» **Request 1**
In the forum thread below, what tire size is given for the S3 black optics wheels?

# S3 black optics wheel specs



## metrshr (Jan 26, 2016)

Hey guys:

Considering an S3 and was wondering what the wheels specs are for the black optics package?

I have a set of VMR 701's 18x8.5 offset 45 and centerbore 66.6 and was hoping they'd fit. 

Anyone know?

TIA
Kevin


Sent from my iPhone using Tapatalk


----------



## Cosmic_man (May 27, 2000)

*Specs*

They are 57.1 bore, which means you will need rub rings, al

19x8 - ET 49, 57.1

235-35-19 tires. 

Hope that helps...


----------



## BETOGLI (Jul 15, 2010)

Why do you refer to S3 "black optics" specs? Doesn't the S3 black optic package come with the same wheels' options?


Sent from my iPhone using Tapatalk


----------



## VWNCC (Jan 12, 2010)

BETOGLI said:


> Why do you refer to S3 "black optics" specs? Doesn't the S3 black optic package come with the same wheels' options?
> 
> 
> Sent from my iPhone using Tapatalk



Depends on market...In Canada, black optics does not change the wheels, but in the US, the black optics package changes the wheels.


----------



## India Whiskey Charlie (Feb 15, 2006)

BETOGLI said:


> Why do you refer to S3 "black optics" specs? Doesn't the S3 black optic package come with the same wheels' options?

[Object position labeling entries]

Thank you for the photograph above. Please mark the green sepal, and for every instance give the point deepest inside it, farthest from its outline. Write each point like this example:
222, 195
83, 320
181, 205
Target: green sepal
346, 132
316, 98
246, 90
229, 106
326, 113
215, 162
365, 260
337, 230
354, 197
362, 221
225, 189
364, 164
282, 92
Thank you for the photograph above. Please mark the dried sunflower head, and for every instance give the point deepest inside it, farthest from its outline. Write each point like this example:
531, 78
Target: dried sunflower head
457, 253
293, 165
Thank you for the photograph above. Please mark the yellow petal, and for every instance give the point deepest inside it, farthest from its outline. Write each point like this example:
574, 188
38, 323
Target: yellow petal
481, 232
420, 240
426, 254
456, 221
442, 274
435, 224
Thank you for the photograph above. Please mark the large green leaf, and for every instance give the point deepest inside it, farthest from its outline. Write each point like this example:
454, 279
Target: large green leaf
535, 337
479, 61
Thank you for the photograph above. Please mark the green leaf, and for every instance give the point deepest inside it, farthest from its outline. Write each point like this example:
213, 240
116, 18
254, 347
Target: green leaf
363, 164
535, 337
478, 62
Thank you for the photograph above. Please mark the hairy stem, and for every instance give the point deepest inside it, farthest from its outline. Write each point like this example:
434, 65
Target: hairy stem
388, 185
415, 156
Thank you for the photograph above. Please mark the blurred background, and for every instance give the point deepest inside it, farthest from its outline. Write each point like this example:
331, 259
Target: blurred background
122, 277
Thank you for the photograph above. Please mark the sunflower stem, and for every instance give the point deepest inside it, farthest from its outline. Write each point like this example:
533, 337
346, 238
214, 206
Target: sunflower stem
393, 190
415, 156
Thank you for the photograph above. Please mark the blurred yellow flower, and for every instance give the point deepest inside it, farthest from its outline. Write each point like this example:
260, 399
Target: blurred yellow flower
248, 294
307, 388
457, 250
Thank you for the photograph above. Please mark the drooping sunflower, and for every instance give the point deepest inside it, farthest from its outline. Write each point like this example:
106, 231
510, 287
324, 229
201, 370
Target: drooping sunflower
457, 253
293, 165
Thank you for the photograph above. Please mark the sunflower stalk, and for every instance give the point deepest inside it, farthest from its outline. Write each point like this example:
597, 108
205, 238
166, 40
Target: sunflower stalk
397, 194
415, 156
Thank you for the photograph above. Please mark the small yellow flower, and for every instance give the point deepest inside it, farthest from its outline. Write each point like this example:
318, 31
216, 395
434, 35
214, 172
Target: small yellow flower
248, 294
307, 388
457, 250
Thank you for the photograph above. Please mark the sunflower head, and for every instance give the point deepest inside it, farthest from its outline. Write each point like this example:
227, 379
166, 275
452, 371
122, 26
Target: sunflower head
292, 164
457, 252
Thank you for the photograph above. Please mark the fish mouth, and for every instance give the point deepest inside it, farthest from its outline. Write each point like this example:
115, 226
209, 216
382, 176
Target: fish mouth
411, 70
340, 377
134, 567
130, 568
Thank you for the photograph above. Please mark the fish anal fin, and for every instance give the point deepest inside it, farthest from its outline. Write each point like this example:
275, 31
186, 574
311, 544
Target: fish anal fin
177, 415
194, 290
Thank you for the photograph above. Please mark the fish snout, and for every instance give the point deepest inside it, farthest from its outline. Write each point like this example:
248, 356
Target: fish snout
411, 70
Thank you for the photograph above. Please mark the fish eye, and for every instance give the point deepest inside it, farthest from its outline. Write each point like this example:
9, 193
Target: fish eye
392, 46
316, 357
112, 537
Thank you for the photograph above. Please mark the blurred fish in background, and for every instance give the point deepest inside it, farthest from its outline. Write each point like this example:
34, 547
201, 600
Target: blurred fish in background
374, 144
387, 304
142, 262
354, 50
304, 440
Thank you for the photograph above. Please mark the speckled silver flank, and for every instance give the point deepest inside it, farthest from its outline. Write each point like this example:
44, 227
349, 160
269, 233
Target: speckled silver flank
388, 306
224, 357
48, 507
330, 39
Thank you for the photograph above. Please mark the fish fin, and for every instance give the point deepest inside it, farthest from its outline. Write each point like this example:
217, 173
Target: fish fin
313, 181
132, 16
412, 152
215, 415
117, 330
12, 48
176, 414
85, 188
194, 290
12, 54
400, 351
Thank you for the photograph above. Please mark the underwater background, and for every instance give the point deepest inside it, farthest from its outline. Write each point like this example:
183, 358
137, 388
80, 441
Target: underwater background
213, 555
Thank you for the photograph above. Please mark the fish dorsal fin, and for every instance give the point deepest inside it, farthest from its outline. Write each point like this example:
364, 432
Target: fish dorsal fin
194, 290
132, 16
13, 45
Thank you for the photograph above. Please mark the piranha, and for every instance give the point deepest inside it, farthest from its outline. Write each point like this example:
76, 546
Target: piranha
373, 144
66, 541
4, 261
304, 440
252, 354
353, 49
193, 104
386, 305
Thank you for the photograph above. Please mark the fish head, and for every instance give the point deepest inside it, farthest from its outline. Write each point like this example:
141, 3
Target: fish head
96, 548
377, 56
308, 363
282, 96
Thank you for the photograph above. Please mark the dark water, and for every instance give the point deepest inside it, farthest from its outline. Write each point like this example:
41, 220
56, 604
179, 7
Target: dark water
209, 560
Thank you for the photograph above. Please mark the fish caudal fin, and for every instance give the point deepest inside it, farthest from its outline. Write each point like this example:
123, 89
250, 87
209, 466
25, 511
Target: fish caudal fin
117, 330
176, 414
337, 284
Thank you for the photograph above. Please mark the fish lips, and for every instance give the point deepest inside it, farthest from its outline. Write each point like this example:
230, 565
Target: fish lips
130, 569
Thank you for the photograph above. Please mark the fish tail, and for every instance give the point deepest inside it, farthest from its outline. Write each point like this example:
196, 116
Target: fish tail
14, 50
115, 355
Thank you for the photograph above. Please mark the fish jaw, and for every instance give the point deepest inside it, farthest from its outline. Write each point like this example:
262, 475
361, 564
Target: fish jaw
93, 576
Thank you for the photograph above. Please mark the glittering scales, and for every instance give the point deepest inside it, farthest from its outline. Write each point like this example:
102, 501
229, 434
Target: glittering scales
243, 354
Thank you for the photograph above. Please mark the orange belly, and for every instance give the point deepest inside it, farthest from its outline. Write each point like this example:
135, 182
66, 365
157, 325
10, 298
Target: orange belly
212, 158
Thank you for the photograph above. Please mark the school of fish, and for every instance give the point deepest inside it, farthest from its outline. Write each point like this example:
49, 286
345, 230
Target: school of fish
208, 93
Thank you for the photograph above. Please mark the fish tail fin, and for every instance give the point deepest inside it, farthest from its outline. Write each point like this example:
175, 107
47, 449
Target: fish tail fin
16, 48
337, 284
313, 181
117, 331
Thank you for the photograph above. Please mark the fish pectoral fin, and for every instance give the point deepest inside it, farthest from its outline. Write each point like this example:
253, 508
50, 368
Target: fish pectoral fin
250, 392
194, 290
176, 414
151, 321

» **Request 2**
List every line of the listing above that contains the word "leaf", treating uppercase and lowercase letters as different.

» **Task response 1**
235-35-19

» **Task response 2**
Thank you for the photograph above. Please mark the large green leaf, and for every instance give the point deepest inside it, farthest from its outline. Write each point like this example:
Target: large green leaf
Thank you for the photograph above. Please mark the green leaf, and for every instance give the point deepest inside it, farthest from its outline. Write each point like this example:
Target: green leaf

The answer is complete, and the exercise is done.